Image region labeling entries
* * *

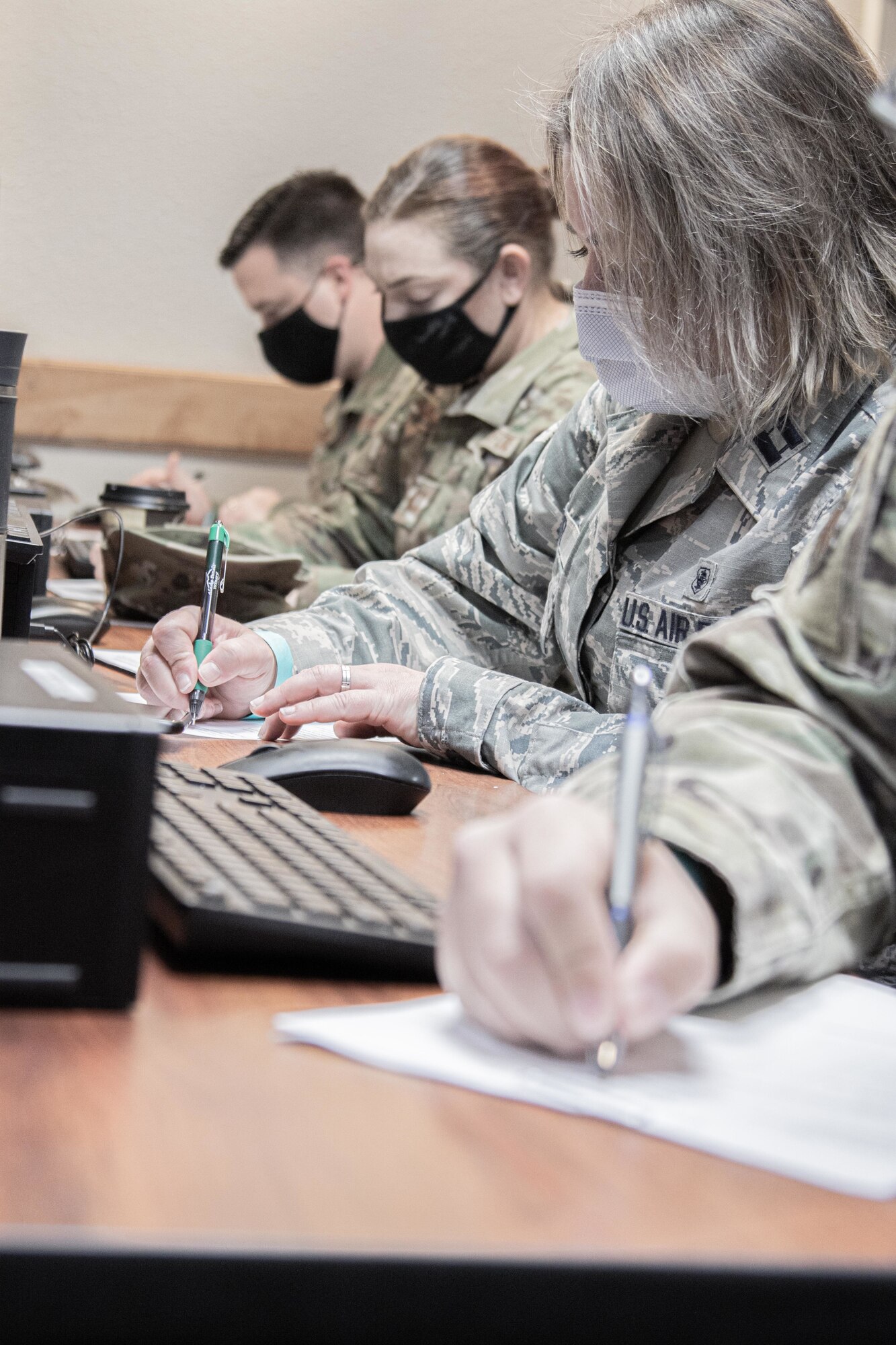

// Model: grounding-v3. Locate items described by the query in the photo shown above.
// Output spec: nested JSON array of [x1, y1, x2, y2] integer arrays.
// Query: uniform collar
[[444, 308, 579, 429], [337, 340, 401, 416], [623, 379, 874, 533]]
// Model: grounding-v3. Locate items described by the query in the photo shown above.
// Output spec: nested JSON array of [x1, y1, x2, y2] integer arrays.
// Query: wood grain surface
[[0, 628, 896, 1267], [16, 359, 335, 456]]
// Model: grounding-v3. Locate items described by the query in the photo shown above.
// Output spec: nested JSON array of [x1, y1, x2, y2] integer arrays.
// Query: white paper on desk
[[274, 976, 896, 1200], [183, 716, 336, 740], [93, 648, 140, 672]]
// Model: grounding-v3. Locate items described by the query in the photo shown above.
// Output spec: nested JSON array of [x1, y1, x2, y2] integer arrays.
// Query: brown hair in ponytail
[[364, 136, 557, 284]]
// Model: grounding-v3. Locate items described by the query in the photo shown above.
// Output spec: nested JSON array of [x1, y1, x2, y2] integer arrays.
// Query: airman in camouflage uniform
[[230, 342, 444, 605], [231, 311, 594, 607], [571, 385, 896, 997], [246, 366, 880, 790]]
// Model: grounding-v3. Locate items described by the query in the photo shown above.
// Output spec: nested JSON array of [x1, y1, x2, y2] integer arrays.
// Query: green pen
[[187, 521, 230, 725]]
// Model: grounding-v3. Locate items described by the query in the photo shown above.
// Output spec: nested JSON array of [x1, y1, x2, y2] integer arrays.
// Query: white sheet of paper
[[93, 650, 140, 674], [274, 976, 896, 1200], [47, 580, 106, 604], [112, 699, 390, 742], [183, 718, 336, 738]]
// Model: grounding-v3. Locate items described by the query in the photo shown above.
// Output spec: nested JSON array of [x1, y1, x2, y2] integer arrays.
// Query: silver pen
[[595, 663, 653, 1075]]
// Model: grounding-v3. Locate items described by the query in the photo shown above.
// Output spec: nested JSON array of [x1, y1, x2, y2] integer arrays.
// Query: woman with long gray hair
[[138, 0, 896, 807]]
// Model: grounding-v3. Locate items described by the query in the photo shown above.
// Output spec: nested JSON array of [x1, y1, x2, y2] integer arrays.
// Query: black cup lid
[[99, 483, 187, 510], [0, 331, 28, 387]]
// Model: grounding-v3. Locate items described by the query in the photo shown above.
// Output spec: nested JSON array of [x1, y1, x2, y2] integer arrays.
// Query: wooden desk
[[0, 629, 896, 1345]]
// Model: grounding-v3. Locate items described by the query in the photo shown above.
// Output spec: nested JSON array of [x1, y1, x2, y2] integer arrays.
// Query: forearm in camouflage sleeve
[[562, 404, 896, 994], [417, 658, 623, 792], [568, 691, 893, 999], [230, 490, 391, 573], [245, 408, 594, 685]]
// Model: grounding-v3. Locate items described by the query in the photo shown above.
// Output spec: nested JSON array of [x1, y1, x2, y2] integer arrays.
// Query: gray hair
[[548, 0, 896, 433]]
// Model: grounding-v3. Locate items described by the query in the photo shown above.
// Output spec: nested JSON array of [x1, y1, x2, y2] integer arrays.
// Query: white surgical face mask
[[573, 285, 721, 420]]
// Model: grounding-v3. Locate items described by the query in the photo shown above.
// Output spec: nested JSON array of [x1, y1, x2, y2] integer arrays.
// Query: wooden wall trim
[[16, 359, 335, 455]]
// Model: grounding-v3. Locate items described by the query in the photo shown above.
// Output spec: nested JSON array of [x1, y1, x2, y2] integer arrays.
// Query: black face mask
[[258, 308, 339, 383], [382, 266, 517, 385]]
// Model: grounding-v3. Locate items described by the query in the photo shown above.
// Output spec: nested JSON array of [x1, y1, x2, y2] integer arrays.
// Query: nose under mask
[[258, 295, 339, 383], [573, 285, 723, 420], [382, 264, 517, 386]]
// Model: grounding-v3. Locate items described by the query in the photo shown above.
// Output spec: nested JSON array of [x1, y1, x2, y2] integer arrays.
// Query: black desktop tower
[[0, 331, 26, 619], [0, 640, 163, 1009]]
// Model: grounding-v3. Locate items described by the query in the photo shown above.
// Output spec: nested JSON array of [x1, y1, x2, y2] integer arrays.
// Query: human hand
[[437, 795, 719, 1054], [130, 453, 211, 523], [250, 663, 423, 746], [137, 607, 277, 720], [218, 486, 280, 527]]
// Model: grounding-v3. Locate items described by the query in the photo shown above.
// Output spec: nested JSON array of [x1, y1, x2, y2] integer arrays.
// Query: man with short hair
[[136, 171, 444, 605]]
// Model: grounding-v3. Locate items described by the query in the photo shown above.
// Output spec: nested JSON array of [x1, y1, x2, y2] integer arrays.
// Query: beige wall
[[0, 0, 637, 374], [0, 0, 877, 385]]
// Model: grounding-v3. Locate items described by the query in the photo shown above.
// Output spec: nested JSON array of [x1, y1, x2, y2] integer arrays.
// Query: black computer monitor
[[0, 331, 28, 635]]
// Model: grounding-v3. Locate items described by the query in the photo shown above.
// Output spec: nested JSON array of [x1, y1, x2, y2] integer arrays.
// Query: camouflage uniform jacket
[[233, 309, 594, 607], [249, 369, 879, 790], [231, 343, 433, 601], [562, 385, 896, 997], [383, 309, 595, 560]]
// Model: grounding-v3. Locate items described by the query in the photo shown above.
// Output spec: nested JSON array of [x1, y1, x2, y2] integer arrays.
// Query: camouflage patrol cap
[[102, 525, 302, 621]]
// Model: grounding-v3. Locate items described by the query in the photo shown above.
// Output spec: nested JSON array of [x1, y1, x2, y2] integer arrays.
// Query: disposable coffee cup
[[99, 484, 187, 527]]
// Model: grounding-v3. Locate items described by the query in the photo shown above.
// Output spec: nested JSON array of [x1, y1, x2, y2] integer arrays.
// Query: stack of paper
[[274, 976, 896, 1200]]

* * *

Instruction
Extract every line of the records above that contains the word "hair".

In response
// Query: brown hair in ponytail
// Query: woman with long gray hair
// Query: gray hair
// Query: man with short hair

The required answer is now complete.